**WRITTEN PROBLEM 1:**
Repeat, word for word, everything in the Left Unity article from "The CPGB proposed" down to "of Brian-sourced jibe.".
**WRITTEN PROBLEM 2:**
Carry on the Left Unity article, starting right after its last sentence.

**PASSAGE PROVIDED:**
Debate: CPGB’s theoretical confusion
The Socialist Platform statement for Left Unity is more scientifically correct than the amended version featured in the CPGBs Communist Platform, argues Nick Rogers
Members of Left Unity who attend the founding conference on November 30 will be confronted with a range of statements drafted by internal platforms proposing aims and principles for the whole organisation. Two of the statements will bear striking similarities, composed as they are of many identical sentiments and formulations: the statements of the Socialist Platform and the Communist Platform. The reason is simple. As readers of the Weekly Worker will know, the Communist Platform statement is an amended version of the Socialist Platform statement.
The CPGB proposed a number of amendments to the September 14 meeting of the Socialist Platform. Most were supported in an indicative vote, but the meeting had previously passed a proposal that the final decision should be deferred until a longer process of discussion had taken place. The CPGB, accusing the leadership of the Socialist Platform - and specifically Nick Wrack - of political collapse, proceeded to launch its own platform. Again the left provides its enemies with material for many a Life of Brian-sourced jibe.
I am not the best person to comment on the conduct of the meeting itself - I was catching a flight out of the country as these events unrolled. Extending discussion of the issues that the CPGB had raised with its amendments is not in itself illegitimate. But, as it turns out, the well-attended September 14 meeting was the last opportunity for the Socialist Platform to amend its statement of aims and principles prior to the deadline for submitting them to the founding conference. No further meeting of the Socialist Platform is proposed before that conference. The leadership of the Socialist Platform does, therefore, appear to have used a procedural manoeuvre to effectively block the membership of the platform from amending the statement before the November 30 conference.

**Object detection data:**
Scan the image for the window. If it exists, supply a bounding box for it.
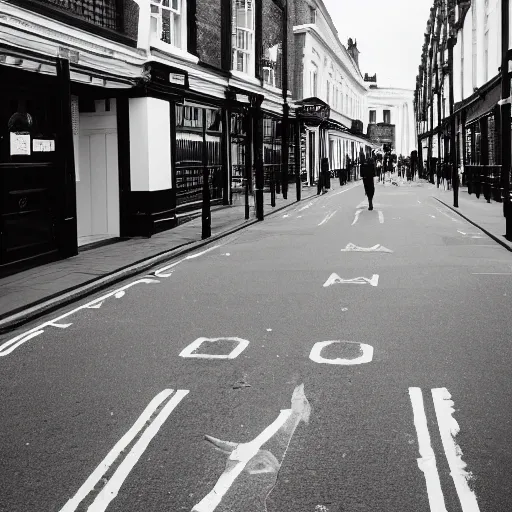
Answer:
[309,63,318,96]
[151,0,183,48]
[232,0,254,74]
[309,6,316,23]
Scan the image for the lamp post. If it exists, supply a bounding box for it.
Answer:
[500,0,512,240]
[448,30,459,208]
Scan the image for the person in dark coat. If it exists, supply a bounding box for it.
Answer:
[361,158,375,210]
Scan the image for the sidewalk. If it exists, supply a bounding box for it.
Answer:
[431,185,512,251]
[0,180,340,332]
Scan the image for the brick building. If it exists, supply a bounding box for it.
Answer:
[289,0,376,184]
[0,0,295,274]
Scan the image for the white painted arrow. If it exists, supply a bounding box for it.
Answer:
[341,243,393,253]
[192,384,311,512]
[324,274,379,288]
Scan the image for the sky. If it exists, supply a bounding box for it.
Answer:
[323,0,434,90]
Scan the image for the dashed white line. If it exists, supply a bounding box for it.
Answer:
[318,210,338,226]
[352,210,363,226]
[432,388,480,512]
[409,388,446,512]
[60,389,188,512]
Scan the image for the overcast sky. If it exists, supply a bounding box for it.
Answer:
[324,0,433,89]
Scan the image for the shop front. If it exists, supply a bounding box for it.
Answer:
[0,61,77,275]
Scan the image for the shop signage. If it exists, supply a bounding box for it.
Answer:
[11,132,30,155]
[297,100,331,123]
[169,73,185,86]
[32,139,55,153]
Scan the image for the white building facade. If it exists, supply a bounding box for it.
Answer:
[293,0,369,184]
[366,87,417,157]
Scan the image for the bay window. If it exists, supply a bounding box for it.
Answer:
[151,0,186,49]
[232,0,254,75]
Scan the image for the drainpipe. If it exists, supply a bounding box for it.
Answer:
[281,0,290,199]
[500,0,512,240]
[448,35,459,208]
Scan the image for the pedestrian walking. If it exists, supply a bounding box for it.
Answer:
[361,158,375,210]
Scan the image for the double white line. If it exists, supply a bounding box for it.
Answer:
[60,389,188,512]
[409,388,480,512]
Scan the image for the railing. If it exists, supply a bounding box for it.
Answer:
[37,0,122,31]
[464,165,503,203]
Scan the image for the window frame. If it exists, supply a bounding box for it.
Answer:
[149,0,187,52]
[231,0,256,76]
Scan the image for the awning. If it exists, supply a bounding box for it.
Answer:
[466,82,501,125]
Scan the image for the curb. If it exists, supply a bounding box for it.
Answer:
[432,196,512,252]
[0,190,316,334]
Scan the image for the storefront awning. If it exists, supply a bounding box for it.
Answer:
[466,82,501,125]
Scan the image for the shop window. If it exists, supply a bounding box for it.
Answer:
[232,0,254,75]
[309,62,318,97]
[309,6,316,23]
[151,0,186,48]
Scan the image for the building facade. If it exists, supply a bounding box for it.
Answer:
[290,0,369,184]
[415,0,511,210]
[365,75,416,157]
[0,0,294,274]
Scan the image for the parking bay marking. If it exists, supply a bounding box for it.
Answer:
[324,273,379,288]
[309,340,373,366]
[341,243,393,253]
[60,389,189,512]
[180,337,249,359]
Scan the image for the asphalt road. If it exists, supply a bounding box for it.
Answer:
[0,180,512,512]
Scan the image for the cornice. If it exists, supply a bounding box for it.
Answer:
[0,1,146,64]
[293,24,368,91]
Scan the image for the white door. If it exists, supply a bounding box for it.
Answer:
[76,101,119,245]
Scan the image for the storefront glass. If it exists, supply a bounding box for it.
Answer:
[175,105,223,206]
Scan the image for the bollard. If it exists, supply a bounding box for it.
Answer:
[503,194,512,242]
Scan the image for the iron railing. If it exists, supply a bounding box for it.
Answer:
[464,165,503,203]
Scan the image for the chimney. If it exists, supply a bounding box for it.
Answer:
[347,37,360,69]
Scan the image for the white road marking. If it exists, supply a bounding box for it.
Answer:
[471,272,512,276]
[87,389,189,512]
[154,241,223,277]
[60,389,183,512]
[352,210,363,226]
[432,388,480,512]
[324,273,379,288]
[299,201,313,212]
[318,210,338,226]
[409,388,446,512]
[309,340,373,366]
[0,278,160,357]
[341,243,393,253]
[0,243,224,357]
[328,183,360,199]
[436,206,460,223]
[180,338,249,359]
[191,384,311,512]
* * *
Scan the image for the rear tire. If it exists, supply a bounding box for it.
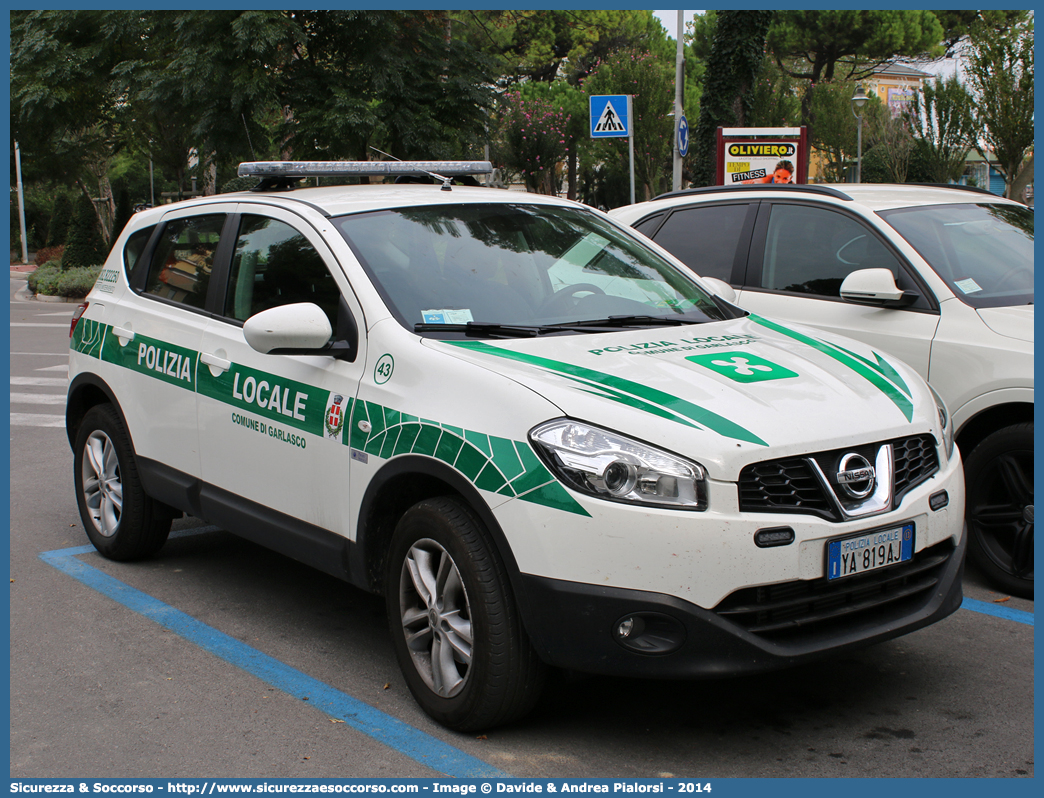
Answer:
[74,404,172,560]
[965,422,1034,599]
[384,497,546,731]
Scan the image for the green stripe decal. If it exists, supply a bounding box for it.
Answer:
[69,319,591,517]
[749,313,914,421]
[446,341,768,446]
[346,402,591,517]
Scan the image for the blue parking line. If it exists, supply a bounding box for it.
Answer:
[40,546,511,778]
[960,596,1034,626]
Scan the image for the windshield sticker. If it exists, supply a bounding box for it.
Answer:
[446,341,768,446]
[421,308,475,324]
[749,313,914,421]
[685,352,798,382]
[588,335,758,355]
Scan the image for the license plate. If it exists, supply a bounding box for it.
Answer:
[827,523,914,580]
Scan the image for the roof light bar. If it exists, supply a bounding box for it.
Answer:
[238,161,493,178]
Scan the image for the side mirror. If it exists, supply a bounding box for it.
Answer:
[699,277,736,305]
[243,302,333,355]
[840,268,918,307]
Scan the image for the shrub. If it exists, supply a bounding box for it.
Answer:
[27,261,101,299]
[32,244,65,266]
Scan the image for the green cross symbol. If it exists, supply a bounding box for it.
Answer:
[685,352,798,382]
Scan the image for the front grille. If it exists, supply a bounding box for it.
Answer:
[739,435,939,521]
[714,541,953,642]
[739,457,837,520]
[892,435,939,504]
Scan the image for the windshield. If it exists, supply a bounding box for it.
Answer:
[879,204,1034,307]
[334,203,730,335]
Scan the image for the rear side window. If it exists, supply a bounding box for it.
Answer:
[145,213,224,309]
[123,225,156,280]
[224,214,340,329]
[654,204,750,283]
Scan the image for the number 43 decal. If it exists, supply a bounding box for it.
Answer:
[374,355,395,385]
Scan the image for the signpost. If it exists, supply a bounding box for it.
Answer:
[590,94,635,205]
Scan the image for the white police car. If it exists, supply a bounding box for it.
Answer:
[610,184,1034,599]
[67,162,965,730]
* * *
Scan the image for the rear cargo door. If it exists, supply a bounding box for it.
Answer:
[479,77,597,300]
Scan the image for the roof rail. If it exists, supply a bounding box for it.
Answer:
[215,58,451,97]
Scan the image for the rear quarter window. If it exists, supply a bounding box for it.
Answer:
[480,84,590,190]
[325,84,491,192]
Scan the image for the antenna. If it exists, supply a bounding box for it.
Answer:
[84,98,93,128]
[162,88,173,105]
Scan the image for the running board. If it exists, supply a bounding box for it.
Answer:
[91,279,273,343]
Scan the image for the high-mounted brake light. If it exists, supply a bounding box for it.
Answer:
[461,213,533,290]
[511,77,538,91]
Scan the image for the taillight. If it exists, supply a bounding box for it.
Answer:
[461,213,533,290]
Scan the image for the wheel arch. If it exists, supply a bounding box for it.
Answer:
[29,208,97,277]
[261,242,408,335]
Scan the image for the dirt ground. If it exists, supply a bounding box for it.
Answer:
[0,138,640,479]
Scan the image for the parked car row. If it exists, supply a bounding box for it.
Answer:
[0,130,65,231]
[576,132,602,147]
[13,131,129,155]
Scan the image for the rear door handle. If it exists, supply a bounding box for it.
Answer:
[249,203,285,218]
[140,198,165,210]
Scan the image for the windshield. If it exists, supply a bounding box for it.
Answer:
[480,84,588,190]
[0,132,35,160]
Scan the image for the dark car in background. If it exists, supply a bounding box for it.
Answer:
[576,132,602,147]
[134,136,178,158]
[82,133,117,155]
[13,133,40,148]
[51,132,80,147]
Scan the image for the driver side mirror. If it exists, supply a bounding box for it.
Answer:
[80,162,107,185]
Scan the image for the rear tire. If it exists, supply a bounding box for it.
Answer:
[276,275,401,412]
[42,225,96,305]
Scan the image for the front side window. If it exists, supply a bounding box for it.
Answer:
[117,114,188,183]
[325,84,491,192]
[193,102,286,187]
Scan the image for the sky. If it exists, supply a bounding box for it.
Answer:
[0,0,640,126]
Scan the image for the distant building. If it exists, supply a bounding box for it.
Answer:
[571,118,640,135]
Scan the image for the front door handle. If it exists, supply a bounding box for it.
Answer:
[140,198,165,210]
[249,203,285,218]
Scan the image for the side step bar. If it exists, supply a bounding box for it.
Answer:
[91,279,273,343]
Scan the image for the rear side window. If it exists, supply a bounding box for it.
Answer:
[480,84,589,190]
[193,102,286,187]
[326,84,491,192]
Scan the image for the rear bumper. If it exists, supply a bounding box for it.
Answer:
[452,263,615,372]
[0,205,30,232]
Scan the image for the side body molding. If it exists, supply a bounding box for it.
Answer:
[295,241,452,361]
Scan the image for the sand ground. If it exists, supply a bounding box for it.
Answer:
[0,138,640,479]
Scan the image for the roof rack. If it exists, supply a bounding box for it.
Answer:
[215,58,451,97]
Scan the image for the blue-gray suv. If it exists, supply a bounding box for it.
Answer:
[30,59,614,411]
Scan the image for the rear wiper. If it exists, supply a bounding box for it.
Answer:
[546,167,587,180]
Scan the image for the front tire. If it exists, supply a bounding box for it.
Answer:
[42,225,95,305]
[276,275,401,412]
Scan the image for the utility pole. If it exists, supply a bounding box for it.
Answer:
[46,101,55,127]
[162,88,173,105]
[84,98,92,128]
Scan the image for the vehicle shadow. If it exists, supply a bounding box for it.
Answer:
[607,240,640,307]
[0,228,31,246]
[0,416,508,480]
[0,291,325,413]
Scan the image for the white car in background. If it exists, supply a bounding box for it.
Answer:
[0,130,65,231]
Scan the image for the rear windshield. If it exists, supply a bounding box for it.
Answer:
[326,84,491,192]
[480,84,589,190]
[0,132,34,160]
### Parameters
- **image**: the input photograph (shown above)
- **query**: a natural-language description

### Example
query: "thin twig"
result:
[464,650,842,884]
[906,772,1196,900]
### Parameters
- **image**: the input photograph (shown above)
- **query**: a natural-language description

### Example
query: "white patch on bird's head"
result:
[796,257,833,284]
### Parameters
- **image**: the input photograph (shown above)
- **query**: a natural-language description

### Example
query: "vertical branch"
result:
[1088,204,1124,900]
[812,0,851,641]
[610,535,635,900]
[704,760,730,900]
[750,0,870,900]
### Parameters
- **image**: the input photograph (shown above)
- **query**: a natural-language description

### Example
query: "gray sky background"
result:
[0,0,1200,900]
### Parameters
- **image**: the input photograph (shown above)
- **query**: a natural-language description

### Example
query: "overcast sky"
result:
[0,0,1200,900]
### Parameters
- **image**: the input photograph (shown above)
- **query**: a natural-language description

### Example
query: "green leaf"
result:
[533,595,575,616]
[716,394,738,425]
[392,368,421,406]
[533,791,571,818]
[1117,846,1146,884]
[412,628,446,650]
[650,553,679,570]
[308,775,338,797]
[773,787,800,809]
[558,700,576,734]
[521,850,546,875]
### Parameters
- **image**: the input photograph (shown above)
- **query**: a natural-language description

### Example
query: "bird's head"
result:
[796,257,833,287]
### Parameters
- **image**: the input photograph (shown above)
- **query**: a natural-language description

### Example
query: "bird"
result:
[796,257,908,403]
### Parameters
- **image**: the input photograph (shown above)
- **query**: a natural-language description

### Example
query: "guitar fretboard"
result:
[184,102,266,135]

**EXERCISE RESPONSE 1:**
The CPGB proposed a number of amendments to the September 14 meeting of the Socialist Platform. Most were supported in an indicative vote, but the meeting had previously passed a proposal that the final decision should be deferred until a longer process of discussion had taken place. The CPGB, accusing the leadership of the Socialist Platform - and specifically Nick Wrack - of political collapse, proceeded to launch its own platform. Again the left provides its enemies with material for many a Life of Brian-sourced jibe.

**EXERCISE RESPONSE 2:**
However, it is the CPGB’s strategy in proposing the specific set of amendments tabled at the September 14 meeting that I want to question in this article. Some of the amendments I would have happily voted for. But I regard the main line of thinking behind them to have been misconceived.
The CPGB’s rationale for the amendments has not been argued in much detail in the pages of the Weekly Worker. The most cogent explanation comes in the edited version of Jack Conrad’s speech to this year’s Communist University.1 There Jack explains that the CPGB sought “to strengthen, clarify and bring to the fore” those elements of the Socialist Platform statement that deal with the maximum programme - specifically to inject a vision of what the CPGB calls “full communism” (although the word ‘communism’ is not explicitly used).
The Socialist Platform statement meets the CPGB’s usual criteria for a communist or Marxist programme: explicit commitment to the principles of working class independence, internationalism and the prioritisation of democracy. For the CPGB it is therefore a novel departure to seek to add sentiments to a programmatic statement such as: “Our ultimate aim is a society based on the principle of ‘From each according to their abilities; to each according to their needs’. A moneyless, classless, stateless society within which each individual can develop their fullest individuality”.
Now, I have no objection in principle to developing our vision of the future society that will replace capitalism. I certainly have no time for the argument of those organised around the Left Platform that the best way to coalesce a party of opposition to austerity and neoliberalism is to steer away from discussion of comprehensive alternatives to the social system that produced these attacks on living standards and social conditions for fear of narrowing the field of potential supporters. On the contrary, part of the explanation for the failure to mobilise a serious movement of opposition to 30 years of neoliberal assaults, including its most recent manifestations, is that we have failed to convince very many people (even among those who have suffered the most) that there is a different way to organise society that is both viable and better than the capitalist society that surrounds us. In fact the left has barely tried to make that argument. This collective loss of nerve leaves us defenceless against the remorseless logic of those who assert that ‘there is no alternative’.
The problem I have with the CPGB’s strategy to “strengthen” the statement of the Socialist Platform is that it replicates the theoretical confusion of the CPGB’s programme around the concepts of socialism and communism.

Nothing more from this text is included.